** Start of Passage shown **

An Ode to Apeejay

For some reason, I feel extremely reminiscent today. What with my recent decision to always think in the narrative made on a trip to Vaishno Devi, I guess this post had to come sooner or later (given the number of buses I travel in every day), although the topic that I write about today came as a surprise even to myself.

It’s been about two years since I collected my passing certificate from My School, and in those two years, I have visited that most hallowed of places only once. It wasn’t so much that I didn’t want to visit it, but there always was something that kept me from going back. If I have to put a name to it, I would say it’s an insecurity that I’ve had ever since I passed out. School always, and especially in my last two years, was a place where I went to have fun, meet my friends, roam about aimlessly in the middle of Chemistry or English class with one classmate or several. It was a time when I was both an extreme recluse and part of the most active friend circles at the same time, valuing both these traits as not just habits, but as leashes of existence that I held onto, afraid of losing what I thought I actually was (something I don’t think I have a clue to as of now either). It was a time of uninhibited joy when I was around my buddies, playing footsie beneath the benches, making fun of our Physics teacher, arguing with the Math one, and generally laughing around with the English and Computer Science ones. Even in the evenings I didn’t let go of my quarter-home, and conversations over the phone continued for hours, things like parents discovering a relationship, cutting school to go watch a movie, helping someone get over a break-up (they HAD to be bad, there was just no other way), settling arguments between friends about a bad word he might have said to her when angry, and everything about people else that I find innocent and hold dear in life.

** End of Passage shown **

### Given problem A
In the essay about Apeejay, how long has it been since the writer collected the passing certificate from school?
The essay and the listing have no connection to each other.

** Start of Supplied material **

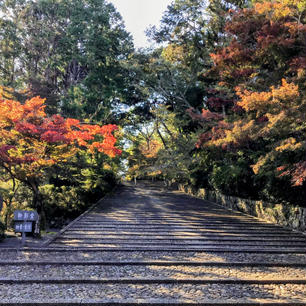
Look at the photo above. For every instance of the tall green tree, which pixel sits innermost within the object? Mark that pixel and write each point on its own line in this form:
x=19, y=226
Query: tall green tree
x=69, y=52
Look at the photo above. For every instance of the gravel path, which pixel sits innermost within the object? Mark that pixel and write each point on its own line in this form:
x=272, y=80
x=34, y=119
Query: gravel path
x=229, y=292
x=149, y=272
x=143, y=245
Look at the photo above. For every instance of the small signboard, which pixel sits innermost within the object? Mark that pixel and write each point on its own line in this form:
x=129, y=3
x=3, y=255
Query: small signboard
x=24, y=221
x=25, y=227
x=25, y=215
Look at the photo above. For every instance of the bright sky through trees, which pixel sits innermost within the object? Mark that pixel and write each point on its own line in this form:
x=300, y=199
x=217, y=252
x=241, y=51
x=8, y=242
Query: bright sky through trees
x=138, y=15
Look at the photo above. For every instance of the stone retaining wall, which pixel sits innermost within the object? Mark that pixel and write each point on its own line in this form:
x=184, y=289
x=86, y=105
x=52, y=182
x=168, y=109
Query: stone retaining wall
x=293, y=217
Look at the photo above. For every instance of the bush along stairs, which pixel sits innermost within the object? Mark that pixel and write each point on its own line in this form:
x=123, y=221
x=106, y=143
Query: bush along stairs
x=145, y=246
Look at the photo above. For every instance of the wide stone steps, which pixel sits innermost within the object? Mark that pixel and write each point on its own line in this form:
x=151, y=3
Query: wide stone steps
x=85, y=255
x=144, y=247
x=138, y=272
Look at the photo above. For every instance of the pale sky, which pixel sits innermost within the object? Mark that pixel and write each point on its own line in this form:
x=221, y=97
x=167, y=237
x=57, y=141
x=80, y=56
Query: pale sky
x=138, y=15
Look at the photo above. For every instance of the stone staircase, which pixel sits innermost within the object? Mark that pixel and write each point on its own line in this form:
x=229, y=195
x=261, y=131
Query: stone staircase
x=144, y=246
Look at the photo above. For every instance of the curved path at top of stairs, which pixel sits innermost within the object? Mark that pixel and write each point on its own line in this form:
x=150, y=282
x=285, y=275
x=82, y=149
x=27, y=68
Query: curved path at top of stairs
x=145, y=246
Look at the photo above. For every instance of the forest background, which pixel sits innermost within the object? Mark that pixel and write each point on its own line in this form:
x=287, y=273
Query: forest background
x=218, y=103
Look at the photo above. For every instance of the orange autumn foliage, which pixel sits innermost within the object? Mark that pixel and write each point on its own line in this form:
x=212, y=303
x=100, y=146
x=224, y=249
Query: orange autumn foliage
x=31, y=141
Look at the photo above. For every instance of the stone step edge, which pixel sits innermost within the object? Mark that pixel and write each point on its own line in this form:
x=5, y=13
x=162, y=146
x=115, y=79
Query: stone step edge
x=91, y=208
x=145, y=281
x=155, y=302
x=183, y=239
x=178, y=243
x=148, y=250
x=153, y=263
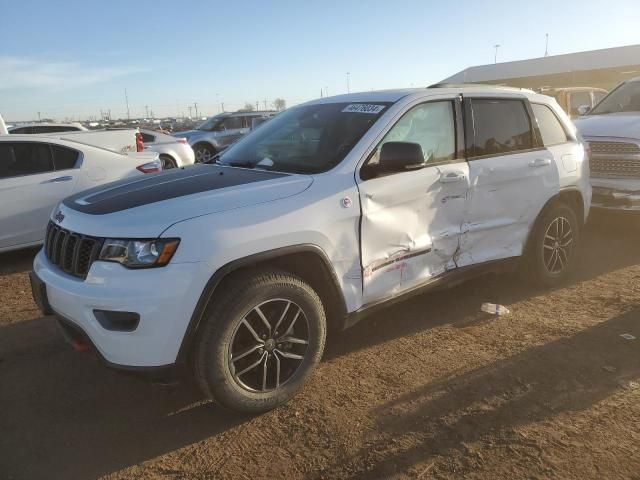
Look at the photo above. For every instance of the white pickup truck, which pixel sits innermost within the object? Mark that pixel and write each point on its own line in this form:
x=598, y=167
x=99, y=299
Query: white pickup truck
x=326, y=212
x=612, y=129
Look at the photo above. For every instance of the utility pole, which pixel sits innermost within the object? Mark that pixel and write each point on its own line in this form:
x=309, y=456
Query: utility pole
x=546, y=45
x=126, y=99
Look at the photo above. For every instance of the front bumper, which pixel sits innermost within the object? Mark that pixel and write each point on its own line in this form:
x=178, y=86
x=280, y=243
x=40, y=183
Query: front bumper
x=164, y=298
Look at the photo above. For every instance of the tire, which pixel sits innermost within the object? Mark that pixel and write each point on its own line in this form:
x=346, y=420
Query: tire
x=226, y=347
x=553, y=246
x=203, y=152
x=167, y=162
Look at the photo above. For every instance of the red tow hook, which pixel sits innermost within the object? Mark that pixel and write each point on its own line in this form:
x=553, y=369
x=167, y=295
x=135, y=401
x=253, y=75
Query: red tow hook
x=81, y=346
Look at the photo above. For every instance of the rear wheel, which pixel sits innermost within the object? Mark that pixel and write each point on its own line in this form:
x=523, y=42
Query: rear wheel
x=553, y=246
x=203, y=152
x=260, y=342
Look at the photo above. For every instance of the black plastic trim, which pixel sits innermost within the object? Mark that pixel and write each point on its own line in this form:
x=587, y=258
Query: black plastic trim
x=215, y=280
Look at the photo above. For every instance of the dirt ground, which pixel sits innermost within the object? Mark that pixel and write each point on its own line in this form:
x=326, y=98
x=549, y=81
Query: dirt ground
x=430, y=388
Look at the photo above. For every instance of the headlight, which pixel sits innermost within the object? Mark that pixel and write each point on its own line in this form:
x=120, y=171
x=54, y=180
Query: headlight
x=139, y=253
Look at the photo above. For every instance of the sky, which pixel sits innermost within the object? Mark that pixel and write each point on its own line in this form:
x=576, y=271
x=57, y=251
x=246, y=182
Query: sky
x=71, y=59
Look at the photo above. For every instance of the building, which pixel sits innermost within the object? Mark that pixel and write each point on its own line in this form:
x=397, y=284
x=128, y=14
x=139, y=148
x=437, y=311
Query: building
x=604, y=68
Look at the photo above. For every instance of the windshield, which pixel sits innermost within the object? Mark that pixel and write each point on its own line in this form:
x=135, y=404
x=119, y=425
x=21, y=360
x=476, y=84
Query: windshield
x=625, y=98
x=210, y=123
x=307, y=139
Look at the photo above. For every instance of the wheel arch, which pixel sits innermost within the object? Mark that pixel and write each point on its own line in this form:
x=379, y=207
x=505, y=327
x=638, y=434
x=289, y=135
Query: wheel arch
x=571, y=197
x=307, y=261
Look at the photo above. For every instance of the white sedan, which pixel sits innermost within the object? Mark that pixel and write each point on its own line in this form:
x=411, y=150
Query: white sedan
x=37, y=172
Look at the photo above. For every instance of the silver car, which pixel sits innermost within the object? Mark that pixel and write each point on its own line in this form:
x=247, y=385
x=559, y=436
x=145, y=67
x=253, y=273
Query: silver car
x=220, y=131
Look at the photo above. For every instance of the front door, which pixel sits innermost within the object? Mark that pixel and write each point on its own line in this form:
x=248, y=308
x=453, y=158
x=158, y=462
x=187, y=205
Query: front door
x=511, y=178
x=411, y=220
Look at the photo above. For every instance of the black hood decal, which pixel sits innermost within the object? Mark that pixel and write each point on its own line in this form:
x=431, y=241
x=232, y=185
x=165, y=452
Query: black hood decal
x=128, y=193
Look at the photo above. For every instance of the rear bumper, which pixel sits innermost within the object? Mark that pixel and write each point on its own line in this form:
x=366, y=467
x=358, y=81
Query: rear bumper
x=163, y=298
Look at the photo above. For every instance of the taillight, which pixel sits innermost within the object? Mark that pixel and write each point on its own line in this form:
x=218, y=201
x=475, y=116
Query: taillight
x=151, y=167
x=139, y=142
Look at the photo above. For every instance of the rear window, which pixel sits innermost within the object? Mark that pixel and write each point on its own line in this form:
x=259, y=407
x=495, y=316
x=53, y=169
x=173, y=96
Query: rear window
x=550, y=127
x=24, y=159
x=64, y=158
x=500, y=127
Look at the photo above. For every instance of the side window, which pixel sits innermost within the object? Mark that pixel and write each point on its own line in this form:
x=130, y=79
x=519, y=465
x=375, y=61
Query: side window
x=500, y=127
x=64, y=158
x=431, y=125
x=550, y=127
x=24, y=159
x=146, y=138
x=578, y=99
x=232, y=123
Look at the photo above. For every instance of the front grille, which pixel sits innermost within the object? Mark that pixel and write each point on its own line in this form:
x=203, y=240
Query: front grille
x=71, y=252
x=614, y=148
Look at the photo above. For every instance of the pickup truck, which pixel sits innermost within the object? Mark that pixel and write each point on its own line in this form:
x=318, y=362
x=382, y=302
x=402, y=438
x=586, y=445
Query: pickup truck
x=612, y=129
x=330, y=210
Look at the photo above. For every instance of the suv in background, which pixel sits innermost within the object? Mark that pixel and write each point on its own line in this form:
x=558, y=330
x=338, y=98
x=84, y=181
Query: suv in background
x=576, y=101
x=39, y=128
x=218, y=132
x=330, y=210
x=612, y=129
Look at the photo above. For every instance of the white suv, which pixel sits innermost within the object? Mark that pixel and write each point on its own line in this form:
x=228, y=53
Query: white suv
x=329, y=210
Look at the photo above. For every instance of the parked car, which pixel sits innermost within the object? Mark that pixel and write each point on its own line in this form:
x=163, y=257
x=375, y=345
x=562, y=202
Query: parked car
x=576, y=101
x=174, y=152
x=328, y=211
x=36, y=128
x=612, y=129
x=218, y=132
x=37, y=172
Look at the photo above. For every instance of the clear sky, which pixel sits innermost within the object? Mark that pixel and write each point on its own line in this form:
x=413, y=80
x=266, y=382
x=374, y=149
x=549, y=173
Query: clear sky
x=73, y=58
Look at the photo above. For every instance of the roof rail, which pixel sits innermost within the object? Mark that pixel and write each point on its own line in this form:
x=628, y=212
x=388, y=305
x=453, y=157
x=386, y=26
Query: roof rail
x=477, y=85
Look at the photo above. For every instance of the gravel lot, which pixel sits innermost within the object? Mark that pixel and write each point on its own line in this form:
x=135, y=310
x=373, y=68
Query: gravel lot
x=430, y=388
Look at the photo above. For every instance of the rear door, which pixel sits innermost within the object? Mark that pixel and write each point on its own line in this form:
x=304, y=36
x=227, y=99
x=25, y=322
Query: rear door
x=411, y=220
x=511, y=176
x=30, y=187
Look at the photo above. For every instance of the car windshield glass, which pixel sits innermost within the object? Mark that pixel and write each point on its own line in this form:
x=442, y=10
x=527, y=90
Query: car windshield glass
x=625, y=98
x=210, y=123
x=306, y=139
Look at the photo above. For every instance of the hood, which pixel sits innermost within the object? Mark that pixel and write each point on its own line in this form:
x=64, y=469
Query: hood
x=146, y=206
x=623, y=125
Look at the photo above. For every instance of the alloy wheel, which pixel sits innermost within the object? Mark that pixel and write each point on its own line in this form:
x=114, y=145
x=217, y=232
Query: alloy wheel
x=557, y=245
x=268, y=345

** End of Supplied material **

### Given problem B
Reproduce the section of the listing that begins with the line containing "stone staircase, which" and ends with the line containing "x=144, y=246", including both of those lines.

### Written reply A
About two years.

### Written reply B
Look at the photo above. For every instance of the stone staircase, which pixel sits innermost within the object? Mark that pixel and write each point on its own line in this form:
x=229, y=195
x=261, y=131
Query: stone staircase
x=144, y=246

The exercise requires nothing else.